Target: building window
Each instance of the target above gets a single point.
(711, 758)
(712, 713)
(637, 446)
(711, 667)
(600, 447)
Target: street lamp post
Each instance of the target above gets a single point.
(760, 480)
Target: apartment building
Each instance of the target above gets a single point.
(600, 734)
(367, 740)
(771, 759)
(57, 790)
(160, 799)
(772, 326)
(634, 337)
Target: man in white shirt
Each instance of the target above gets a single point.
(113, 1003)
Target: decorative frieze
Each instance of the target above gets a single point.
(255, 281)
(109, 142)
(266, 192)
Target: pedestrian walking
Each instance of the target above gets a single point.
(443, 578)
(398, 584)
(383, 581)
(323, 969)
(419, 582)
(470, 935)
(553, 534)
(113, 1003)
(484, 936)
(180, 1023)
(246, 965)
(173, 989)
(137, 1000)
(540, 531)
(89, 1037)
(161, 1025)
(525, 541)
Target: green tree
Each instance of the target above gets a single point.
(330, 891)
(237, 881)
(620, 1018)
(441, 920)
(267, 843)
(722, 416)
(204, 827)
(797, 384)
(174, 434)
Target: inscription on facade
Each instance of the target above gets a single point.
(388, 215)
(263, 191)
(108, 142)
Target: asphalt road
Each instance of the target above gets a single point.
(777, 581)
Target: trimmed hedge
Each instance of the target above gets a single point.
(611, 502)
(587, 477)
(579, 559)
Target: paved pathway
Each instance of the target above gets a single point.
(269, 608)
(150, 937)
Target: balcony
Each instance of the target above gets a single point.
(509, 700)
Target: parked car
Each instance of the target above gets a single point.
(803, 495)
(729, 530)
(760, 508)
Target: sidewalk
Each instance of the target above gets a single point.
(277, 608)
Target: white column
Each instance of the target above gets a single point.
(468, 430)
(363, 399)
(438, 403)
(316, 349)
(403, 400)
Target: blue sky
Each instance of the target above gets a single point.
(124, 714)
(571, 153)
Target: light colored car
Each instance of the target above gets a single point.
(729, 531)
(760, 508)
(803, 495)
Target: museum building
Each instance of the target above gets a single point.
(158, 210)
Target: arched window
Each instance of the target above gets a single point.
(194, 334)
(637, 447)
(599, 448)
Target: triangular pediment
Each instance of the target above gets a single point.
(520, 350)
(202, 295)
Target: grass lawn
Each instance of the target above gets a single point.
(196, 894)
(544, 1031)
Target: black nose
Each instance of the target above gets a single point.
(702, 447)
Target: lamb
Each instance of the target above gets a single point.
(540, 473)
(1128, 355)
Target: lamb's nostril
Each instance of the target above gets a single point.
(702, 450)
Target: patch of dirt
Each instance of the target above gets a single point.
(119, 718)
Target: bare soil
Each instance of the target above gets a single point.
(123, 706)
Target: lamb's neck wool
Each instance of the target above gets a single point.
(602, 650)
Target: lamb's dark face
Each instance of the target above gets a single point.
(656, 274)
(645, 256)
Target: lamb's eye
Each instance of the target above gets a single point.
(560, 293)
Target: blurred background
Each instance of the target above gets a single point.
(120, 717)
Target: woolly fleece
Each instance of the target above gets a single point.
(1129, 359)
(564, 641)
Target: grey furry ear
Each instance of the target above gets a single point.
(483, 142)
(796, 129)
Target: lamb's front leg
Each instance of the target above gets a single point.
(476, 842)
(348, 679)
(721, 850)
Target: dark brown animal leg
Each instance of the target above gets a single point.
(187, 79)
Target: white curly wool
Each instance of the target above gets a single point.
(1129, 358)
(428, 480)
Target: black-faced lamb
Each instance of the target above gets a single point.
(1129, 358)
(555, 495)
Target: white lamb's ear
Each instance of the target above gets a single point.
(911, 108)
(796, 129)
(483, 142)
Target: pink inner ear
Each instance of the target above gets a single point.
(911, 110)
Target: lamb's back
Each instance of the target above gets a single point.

::::::

Your task is to extract all of the records exactly.

Response to the task:
Target: building window
Each instance of the target above gets a single point.
(711, 758)
(712, 713)
(637, 446)
(711, 667)
(600, 447)
Target: street lamp post
Each instance of the target above gets a single point.
(760, 480)
Target: apartment building
Each instance of the target above gets a single point.
(600, 734)
(367, 740)
(771, 759)
(57, 790)
(160, 799)
(772, 326)
(634, 337)
Target: man in white shirt
Each instance of the target above gets a single point.
(113, 1003)
Target: decorative frieze
Each instance of the target above gets a single point.
(255, 281)
(109, 142)
(266, 192)
Target: pedestrian walking
Each instance of the target above gets a single point.
(443, 578)
(398, 584)
(383, 581)
(323, 969)
(419, 582)
(470, 935)
(553, 534)
(113, 1003)
(484, 936)
(180, 1023)
(246, 965)
(173, 989)
(137, 1000)
(540, 531)
(89, 1037)
(161, 1025)
(525, 541)
Target: green tree
Each instance of the target above gets a single point.
(330, 891)
(237, 881)
(620, 1018)
(441, 920)
(267, 843)
(722, 416)
(204, 827)
(797, 384)
(174, 434)
Target: inscription on facade
Each instance of the target above gets a single point.
(388, 215)
(263, 191)
(108, 142)
Target: asphalt road
Each instance of the target above gets a single point.
(777, 581)
Target: trimmed hedge
Each instance of the target above gets a single point.
(611, 502)
(587, 477)
(579, 559)
Target: paved pathway
Each instance of the target above gets a single point.
(269, 608)
(150, 937)
Target: balcony
Each instance of the target above gets a single point.
(509, 700)
Target: parked car
Each instance of the target above gets a single point.
(803, 495)
(729, 530)
(760, 508)
Target: sidewalk
Each instance of the target above gets a single point.
(277, 608)
Target: white column
Each instance of the target above gets a single point.
(468, 430)
(363, 399)
(438, 403)
(316, 349)
(403, 400)
Target: blue sky
Each instance of the target above gets a single point.
(124, 714)
(571, 153)
Target: light colored car
Each instance of the target above gets a single point.
(729, 531)
(760, 508)
(803, 495)
Target: museum building
Each instance of the target above gets a single point.
(158, 210)
Target: arched window
Each instance of the target above gets a single point.
(194, 334)
(637, 447)
(599, 448)
Target: triangular pediment
Each instance of the target above gets a single point.
(520, 350)
(202, 295)
Target: grass lawn
Each instance of the target above gets a single point.
(196, 894)
(544, 1031)
Target: black nose
Each instance of the target above gets a single point.
(702, 447)
Target: lamb
Each instance of the target above gets a single point.
(540, 473)
(1128, 355)
Target: lamb's nostril
Each instance of the target above gets a single point.
(702, 450)
Target: patch of dirt
Each instance of the target above gets a single point.
(119, 718)
Target: bare soil
Each instance of the target above gets a single point.
(123, 706)
Target: lamb's neck wool
Each instance of the target above gets a single point.
(602, 650)
Target: lamb's dark face
Each instance of the target above gets a single point.
(656, 274)
(645, 256)
Target: lamb's eye
Each instance of the target above gets a single point.
(560, 293)
Target: blurred background
Each instance of the target above gets a single point.
(120, 717)
Target: woolly fleece
Each instance of the target above gets a single point.
(1129, 359)
(564, 641)
Target: grey furry ear
Each instance of the target above gets a single point.
(483, 142)
(796, 129)
Target: lamb's front leg
Each instance of the target above gets a single point.
(476, 842)
(348, 679)
(721, 850)
Target: dark brown animal leg
Each instance of the target above gets a single point.
(187, 79)
Target: white curly wool
Each instance of the target above gets a single point.
(1129, 358)
(428, 480)
Target: black-faced lamb
Each instance of the target above gets a single point.
(1129, 358)
(555, 495)
Target: white lamb's ear
Each instance of the target above gets a single point.
(911, 108)
(796, 129)
(483, 142)
Target: pink inner ear
Each instance of the target above gets a single point.
(911, 110)
Target: lamb's back
Each instance of the target above gets a single point.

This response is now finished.